(Entries from a point annotation set)
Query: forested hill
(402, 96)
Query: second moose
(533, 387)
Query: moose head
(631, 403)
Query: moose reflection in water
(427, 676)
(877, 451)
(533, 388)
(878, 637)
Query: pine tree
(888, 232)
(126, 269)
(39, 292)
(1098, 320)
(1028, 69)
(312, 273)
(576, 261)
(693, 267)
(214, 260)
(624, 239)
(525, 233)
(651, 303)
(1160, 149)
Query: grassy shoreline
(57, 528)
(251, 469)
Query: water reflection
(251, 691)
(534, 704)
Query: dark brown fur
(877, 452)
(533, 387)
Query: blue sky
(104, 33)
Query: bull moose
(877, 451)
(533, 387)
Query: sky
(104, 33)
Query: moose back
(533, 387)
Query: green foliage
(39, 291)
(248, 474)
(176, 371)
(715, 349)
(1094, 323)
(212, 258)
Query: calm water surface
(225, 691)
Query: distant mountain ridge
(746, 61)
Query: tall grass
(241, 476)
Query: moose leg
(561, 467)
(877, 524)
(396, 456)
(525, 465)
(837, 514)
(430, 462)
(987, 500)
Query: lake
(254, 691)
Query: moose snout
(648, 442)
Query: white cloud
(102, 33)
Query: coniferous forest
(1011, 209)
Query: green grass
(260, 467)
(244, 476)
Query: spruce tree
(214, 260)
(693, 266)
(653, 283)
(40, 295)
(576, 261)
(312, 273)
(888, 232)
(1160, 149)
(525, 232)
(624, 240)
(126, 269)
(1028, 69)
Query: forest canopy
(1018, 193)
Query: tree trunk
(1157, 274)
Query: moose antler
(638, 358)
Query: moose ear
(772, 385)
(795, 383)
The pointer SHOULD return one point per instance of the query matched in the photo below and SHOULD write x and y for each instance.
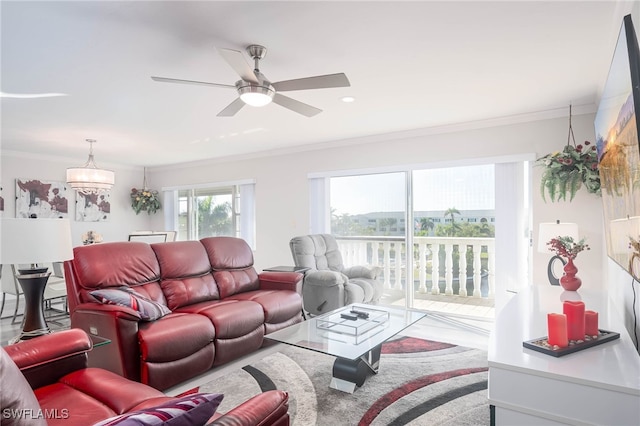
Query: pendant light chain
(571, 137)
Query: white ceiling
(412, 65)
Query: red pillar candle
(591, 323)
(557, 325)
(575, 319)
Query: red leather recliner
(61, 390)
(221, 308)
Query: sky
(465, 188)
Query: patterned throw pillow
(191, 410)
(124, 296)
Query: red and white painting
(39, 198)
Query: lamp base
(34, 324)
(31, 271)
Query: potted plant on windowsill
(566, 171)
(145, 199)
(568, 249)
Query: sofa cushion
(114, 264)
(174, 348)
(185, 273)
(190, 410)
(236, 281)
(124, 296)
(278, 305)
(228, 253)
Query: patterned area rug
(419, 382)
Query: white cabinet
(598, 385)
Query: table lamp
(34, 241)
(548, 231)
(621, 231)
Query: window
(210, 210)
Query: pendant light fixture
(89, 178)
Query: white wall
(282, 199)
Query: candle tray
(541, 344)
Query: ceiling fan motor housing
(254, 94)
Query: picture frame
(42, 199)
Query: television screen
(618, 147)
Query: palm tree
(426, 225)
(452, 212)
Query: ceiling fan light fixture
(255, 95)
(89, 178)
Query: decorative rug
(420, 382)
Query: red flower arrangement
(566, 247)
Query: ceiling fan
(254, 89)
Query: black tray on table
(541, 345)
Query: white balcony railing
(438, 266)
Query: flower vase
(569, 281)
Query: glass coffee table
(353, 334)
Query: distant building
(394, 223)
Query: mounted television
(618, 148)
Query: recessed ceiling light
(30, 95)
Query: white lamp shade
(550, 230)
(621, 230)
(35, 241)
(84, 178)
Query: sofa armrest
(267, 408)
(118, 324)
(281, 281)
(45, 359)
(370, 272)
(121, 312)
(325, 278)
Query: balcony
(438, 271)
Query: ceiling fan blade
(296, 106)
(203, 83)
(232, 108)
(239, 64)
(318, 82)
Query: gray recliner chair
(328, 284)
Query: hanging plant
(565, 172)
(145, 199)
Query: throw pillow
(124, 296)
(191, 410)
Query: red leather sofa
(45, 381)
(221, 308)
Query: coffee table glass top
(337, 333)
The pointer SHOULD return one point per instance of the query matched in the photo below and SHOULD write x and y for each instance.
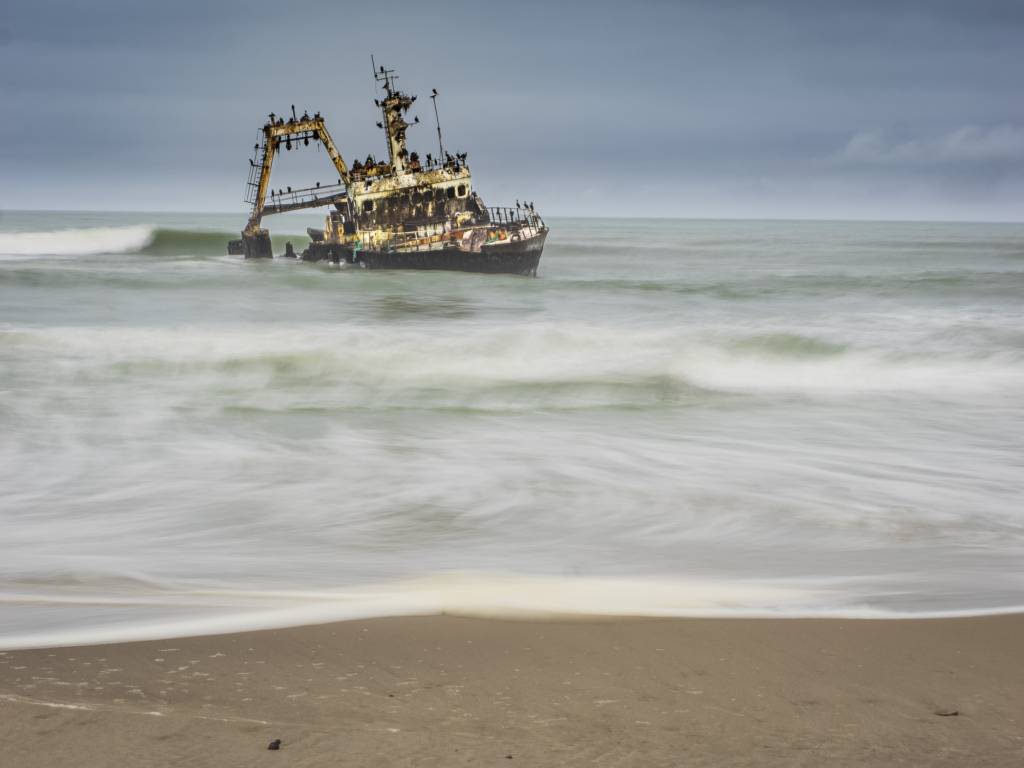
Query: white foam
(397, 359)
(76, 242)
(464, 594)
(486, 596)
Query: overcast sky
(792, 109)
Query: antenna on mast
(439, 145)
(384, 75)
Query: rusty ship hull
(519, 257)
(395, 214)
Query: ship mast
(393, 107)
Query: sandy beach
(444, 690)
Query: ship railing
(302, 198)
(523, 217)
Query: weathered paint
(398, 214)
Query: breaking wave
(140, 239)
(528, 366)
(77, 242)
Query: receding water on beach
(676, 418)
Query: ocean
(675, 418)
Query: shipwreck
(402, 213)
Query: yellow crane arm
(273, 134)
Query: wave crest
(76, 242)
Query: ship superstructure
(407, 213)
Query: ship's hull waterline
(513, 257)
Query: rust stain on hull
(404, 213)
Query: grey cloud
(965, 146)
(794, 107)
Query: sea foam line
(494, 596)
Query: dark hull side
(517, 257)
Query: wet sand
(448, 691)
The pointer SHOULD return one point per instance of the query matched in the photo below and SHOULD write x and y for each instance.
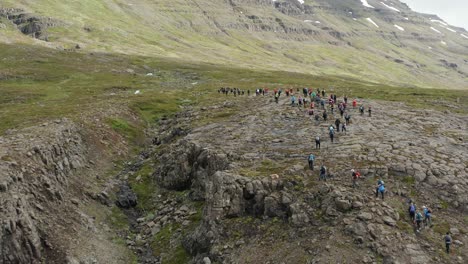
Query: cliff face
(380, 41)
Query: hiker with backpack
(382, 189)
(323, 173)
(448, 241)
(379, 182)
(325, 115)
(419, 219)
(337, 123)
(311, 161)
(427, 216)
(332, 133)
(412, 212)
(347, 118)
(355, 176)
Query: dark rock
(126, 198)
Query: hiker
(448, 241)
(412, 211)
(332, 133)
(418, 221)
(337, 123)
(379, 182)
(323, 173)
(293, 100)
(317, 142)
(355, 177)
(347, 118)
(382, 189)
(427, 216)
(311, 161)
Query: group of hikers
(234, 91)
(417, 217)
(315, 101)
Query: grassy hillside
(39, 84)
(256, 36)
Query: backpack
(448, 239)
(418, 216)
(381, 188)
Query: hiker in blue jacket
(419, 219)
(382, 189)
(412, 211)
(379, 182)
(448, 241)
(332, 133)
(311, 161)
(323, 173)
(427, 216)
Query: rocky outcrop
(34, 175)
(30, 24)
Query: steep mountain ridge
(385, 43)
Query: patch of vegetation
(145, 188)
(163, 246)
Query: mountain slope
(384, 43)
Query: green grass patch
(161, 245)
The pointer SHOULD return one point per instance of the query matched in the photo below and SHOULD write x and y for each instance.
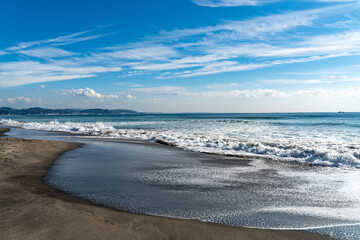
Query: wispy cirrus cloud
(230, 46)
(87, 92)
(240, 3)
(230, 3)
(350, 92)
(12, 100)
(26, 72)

* [Exercise]:
Reproduce every line above as written, skipping pictures.

* [Exercise output]:
Query: forested hill
(402, 96)
Query: second moose
(533, 387)
Query: moose head
(631, 403)
Query: moose reflection in water
(427, 676)
(877, 451)
(533, 388)
(878, 637)
Query: pine tree
(888, 232)
(126, 269)
(39, 292)
(1098, 320)
(1028, 69)
(312, 273)
(576, 261)
(693, 267)
(214, 260)
(624, 239)
(525, 233)
(651, 303)
(1160, 149)
Query: grassy shoreline
(57, 528)
(251, 469)
Query: water reflection
(251, 691)
(534, 704)
Query: dark brown fur
(877, 452)
(533, 387)
Query: blue sky
(104, 33)
Query: bull moose
(877, 451)
(533, 387)
Query: sky
(104, 33)
Query: moose back
(533, 387)
Query: green foliage
(39, 291)
(248, 474)
(176, 371)
(715, 349)
(1094, 323)
(212, 258)
Query: calm water surface
(225, 691)
Query: distant mountain ridge
(746, 61)
Query: tall grass
(241, 476)
Query: moose leg
(561, 467)
(877, 524)
(396, 456)
(525, 465)
(837, 514)
(430, 462)
(987, 500)
Query: lake
(254, 691)
Query: moose snout
(648, 442)
Query: white cloud
(102, 33)
Query: coniferous forest
(1011, 209)
Query: green grass
(260, 467)
(244, 476)
Query: spruce tree
(214, 260)
(693, 266)
(653, 283)
(40, 295)
(576, 261)
(312, 273)
(888, 232)
(1160, 149)
(525, 232)
(624, 240)
(126, 269)
(1028, 69)
Query: forest canopy
(1018, 193)
Query: tree trunk
(1157, 274)
Query: moose antler
(638, 358)
Query: moose ear
(772, 385)
(795, 383)
The pointer SHOULD return one point per instance of the query matched in the photo below and SHOULD write x and y for each instance.
Query: pendant light chain
(571, 137)
Query: white ceiling
(412, 65)
Query: red pillar candle
(591, 323)
(557, 325)
(575, 319)
Query: red leather recliner
(61, 390)
(221, 308)
Query: sky
(465, 188)
Query: patterned throw pillow
(191, 410)
(124, 296)
Query: red and white painting
(39, 198)
Query: lamp base
(34, 324)
(31, 271)
Query: potted plant on windowsill
(566, 171)
(145, 199)
(568, 249)
Query: sofa cushion
(114, 264)
(174, 348)
(185, 273)
(190, 410)
(236, 281)
(124, 296)
(278, 305)
(228, 253)
Query: patterned area rug
(419, 382)
Query: white cabinet
(598, 385)
Query: table lamp
(34, 241)
(548, 231)
(621, 231)
Query: window
(210, 210)
Query: pendant light fixture
(89, 178)
Query: white wall
(282, 199)
Query: candle tray
(541, 344)
Query: ceiling fan motor housing
(254, 94)
Query: picture frame
(42, 199)
Query: television screen
(618, 147)
Query: palm tree
(426, 225)
(452, 212)
Query: ceiling fan light fixture
(255, 95)
(89, 178)
Query: decorative rug
(420, 382)
Query: red flower arrangement
(566, 247)
Query: ceiling fan
(254, 89)
Query: black tray on table
(541, 345)
Query: white balcony railing
(438, 266)
Query: flower vase
(569, 281)
Query: glass coffee table
(353, 334)
Query: distant building
(394, 223)
Query: mounted television
(618, 148)
Query: recessed ceiling light
(30, 95)
Query: white lamp shade
(550, 230)
(621, 230)
(35, 241)
(84, 178)
Query: sofa armrest
(267, 408)
(118, 324)
(281, 281)
(45, 359)
(370, 272)
(121, 312)
(325, 278)
Query: balcony
(438, 271)
Query: ceiling fan blade
(296, 106)
(203, 83)
(232, 108)
(239, 64)
(318, 82)
Query: gray recliner chair
(328, 284)
Query: hanging plant
(565, 172)
(145, 199)
Query: throw pillow
(124, 296)
(191, 410)
Query: red leather sofa
(45, 381)
(221, 308)
Query: coffee table glass top
(337, 333)
The pointer SHOULD return one point per instance of the query matched in the photo below and SHOULD write x and y for each instance.
Query: white foam
(397, 359)
(76, 242)
(464, 594)
(486, 596)
Query: overcast sky
(792, 109)
Query: antenna on mast
(439, 145)
(384, 75)
Query: rusty ship hull
(519, 257)
(395, 214)
Query: ship mast
(393, 107)
Query: sandy beach
(444, 690)
Query: ship railing
(302, 198)
(523, 217)
Query: weathered paint
(398, 214)
Query: breaking wave
(140, 239)
(528, 366)
(77, 242)
Query: receding water on beach
(676, 418)
Query: ocean
(675, 418)
Query: shipwreck
(402, 213)
Query: yellow crane arm
(273, 134)
Query: wave crest
(76, 242)
Query: ship superstructure
(407, 213)
Query: ship's hull waterline
(513, 257)
Query: rust stain on hull
(404, 213)
Query: grey cloud
(965, 146)
(794, 107)
Query: sea foam line
(494, 596)
Query: dark hull side
(517, 257)
Query: wet sand
(448, 691)
The pointer SHOULD return one point per instance of the query matched in the photo below and SHOULD write x and y for each instance.
Query: cliff face
(380, 41)
Query: hiker with backpack
(382, 189)
(323, 173)
(448, 241)
(379, 182)
(325, 115)
(419, 219)
(337, 123)
(311, 161)
(427, 216)
(332, 133)
(412, 212)
(347, 118)
(355, 176)
Query: dark rock
(126, 198)
Query: hiker
(448, 241)
(412, 211)
(332, 133)
(418, 221)
(337, 123)
(379, 182)
(323, 173)
(293, 100)
(317, 142)
(355, 177)
(347, 118)
(382, 189)
(427, 216)
(311, 161)
Query: group of hikers
(234, 91)
(417, 217)
(315, 101)
Query: grassy hillside
(39, 84)
(256, 36)
Query: backpack
(448, 239)
(418, 216)
(381, 188)
Query: hiker in blue jacket
(419, 219)
(382, 189)
(412, 211)
(379, 182)
(448, 241)
(332, 133)
(311, 161)
(323, 173)
(427, 216)
Query: rocky outcrop
(34, 175)
(30, 24)
Query: steep mountain ridge
(385, 43)
Query: patch of vegetation
(145, 188)
(163, 246)
Query: mountain slope
(384, 43)
Query: green grass patch
(161, 245)
The pointer SHOULD return one point per instance of the query matched in the photo below and SHOULD write x and y for each instance.
Query: wispy cirrus cloud
(230, 46)
(87, 92)
(240, 3)
(230, 3)
(350, 92)
(12, 100)
(26, 72)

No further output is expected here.